* ABOUT THIS TASK: Continue the news report below about Lebanese nurses, picking up after its last sentence.

BEGIN PASSAGE FOR REVIEW

Xinhua
12 May 2026, 19:45 GMT+10
by Dana Halawi
BEIRUT, May 12 (Xinhua) -- She ran downstairs as the blast shook Beirut. It was April 8. An Israeli strike had just hit.
Inside the emergency department at Makassed Hospital, 24-year-old nurse manager Lina Diab found one of the strongest colleagues she knew -- respiratory therapist and nurse manager Marwa Omeirat -- standing over a severely injured child, trying to intubate him while crying.
"Marwa, focus. Where are you?" Diab shouted, as explosions echoed and wounded civilians flooded in.
Moments later, she found herself treating a man burned beyond recognition.
"We kept asking his name, but he could not answer," Diab recalled.
Nearly an hour passed. Then he opened his eyes. "God bless you," he whispered, "You helped me."
He later died. His own family could not recognize him at first.
That scene, repeated across Beirut's hospitals, captures what Lebanese nurses now live with every day. On International Nurses Day, Tuesday, they described a profession transformed by years of economic collapse, the 2020 Beirut port explosion, and a new conflict between Israel and Hezbollah that has turned hospitals into places where medical care and emotional survival are inseparable.

END PASSAGE FOR REVIEW
BEGIN RAW DATA

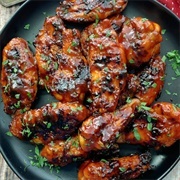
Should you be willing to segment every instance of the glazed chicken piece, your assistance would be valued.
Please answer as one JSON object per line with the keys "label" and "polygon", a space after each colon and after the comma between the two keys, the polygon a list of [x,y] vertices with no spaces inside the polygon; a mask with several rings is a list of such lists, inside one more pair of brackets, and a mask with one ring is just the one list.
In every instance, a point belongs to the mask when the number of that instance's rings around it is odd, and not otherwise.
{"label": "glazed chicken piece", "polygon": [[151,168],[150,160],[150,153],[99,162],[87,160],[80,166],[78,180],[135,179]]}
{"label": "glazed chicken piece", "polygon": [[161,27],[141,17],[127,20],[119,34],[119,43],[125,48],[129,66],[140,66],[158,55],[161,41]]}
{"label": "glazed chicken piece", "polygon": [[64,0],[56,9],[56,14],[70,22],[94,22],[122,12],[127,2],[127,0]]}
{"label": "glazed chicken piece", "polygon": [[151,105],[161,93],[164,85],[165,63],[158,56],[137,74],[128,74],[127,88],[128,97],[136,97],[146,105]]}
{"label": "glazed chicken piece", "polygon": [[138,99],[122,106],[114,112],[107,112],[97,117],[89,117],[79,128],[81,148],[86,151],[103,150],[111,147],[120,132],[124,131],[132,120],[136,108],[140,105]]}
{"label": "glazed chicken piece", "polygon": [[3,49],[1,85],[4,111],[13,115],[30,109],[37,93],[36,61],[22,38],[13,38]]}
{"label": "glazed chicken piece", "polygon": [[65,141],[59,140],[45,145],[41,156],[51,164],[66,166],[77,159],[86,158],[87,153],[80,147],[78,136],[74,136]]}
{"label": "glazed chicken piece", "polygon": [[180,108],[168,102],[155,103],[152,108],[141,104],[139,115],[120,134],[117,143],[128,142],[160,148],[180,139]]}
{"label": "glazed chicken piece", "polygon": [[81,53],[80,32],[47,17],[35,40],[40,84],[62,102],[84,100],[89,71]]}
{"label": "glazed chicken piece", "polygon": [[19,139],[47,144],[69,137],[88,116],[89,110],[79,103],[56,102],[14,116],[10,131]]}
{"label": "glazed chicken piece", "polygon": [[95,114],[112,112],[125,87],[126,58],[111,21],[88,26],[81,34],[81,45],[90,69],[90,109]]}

END RAW DATA
BEGIN RAW DATA

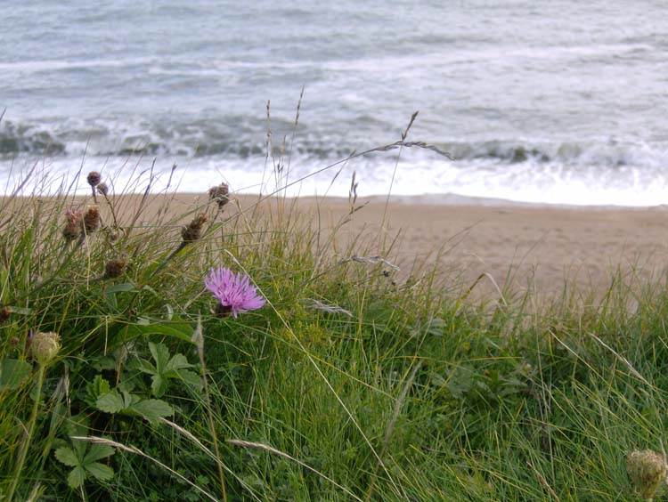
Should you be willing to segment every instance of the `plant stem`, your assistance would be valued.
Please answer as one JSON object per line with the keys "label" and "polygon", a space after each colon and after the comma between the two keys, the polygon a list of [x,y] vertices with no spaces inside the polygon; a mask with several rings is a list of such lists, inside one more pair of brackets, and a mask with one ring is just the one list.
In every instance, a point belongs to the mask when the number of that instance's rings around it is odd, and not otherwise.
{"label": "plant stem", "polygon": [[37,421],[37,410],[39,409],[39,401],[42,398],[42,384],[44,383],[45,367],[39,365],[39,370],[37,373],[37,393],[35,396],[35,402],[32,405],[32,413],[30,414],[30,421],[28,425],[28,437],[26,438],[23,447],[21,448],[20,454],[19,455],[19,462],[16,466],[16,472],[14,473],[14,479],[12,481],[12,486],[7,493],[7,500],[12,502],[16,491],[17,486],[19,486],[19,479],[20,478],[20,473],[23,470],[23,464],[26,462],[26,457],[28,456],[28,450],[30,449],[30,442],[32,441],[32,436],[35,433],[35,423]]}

END RAW DATA
BEGIN RAW DATA

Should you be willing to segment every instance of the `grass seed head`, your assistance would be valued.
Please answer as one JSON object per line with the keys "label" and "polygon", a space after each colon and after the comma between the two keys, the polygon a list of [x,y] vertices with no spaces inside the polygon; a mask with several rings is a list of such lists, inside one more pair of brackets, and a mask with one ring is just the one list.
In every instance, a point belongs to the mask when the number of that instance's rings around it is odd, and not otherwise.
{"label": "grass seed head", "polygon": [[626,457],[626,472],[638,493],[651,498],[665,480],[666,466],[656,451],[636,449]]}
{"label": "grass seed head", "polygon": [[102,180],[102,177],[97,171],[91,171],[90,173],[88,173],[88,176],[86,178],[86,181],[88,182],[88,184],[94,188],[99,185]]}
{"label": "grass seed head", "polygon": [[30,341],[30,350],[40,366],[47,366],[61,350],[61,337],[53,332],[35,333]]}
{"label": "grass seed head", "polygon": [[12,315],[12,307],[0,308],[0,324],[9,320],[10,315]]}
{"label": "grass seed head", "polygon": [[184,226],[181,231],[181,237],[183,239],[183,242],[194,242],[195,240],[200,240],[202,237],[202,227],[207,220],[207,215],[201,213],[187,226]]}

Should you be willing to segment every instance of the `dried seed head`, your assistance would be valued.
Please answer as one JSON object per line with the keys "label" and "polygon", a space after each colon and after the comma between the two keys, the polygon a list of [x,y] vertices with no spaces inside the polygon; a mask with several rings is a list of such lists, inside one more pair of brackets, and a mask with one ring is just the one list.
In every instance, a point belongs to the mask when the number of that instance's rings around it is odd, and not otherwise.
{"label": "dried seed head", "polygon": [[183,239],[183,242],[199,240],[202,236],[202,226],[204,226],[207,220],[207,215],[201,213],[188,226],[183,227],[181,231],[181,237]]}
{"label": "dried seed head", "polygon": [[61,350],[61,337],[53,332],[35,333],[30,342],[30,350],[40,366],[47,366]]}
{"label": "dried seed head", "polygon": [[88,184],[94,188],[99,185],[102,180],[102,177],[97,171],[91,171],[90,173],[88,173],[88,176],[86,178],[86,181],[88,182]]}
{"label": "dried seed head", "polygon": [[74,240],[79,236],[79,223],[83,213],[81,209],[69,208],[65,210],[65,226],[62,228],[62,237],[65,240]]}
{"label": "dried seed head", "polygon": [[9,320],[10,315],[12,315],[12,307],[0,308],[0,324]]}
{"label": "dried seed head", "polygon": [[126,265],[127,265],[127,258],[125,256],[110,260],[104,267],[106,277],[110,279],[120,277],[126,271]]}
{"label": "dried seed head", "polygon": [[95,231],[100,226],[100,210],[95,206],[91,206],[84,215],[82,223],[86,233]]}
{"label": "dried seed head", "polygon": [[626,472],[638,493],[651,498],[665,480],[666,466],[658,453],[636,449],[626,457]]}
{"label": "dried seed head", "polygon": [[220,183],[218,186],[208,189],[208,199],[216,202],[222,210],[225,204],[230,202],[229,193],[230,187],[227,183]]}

END RAW DATA

* TASK RESPONSE:
"Every day is long and exhausting," Diab said. "At any moment, there might be an explosion or an emergency. You feel pressure all the time."
Omeirat cannot forget the aftermath of the pager attacks. Those patients were among the thousands of victims of an Israeli operation on Sept. 17-18, 2024, when explosive-laden pagers and walkie-talkies detonated across Lebanon and Syria, targeting Hezbollah members. According to Lebanese reports, at least 42 people were killed and over 3,400 injured, many left permanently disabled -- blinded, disfigured, or without hands.
Omeirat recalled one patient who had lost both eyes and all 10 fingers.
"I thought he was dead while checking his pulse," she said, "Then suddenly he told me: 'I'm alive.'"
Then there was a young girl who arrived without eyes, too shocked to cry.
"She barely spoke. It was a shocking scene," she said.
At Al Rassoul al-Aazam Hospital, emergency nurse Mohammad Berro recalled the pager attacks as the most difficult moment: "There was no space left. Everyone was suffering."
What affected Berro most were the patients who, despite catastrophic injuries, told him, "Take care of someone else first. I can wait."
The conflict has forced nurses to become emotional counsellors, social supporters, and sometimes the only source of comfort for displaced families and wounded civilians.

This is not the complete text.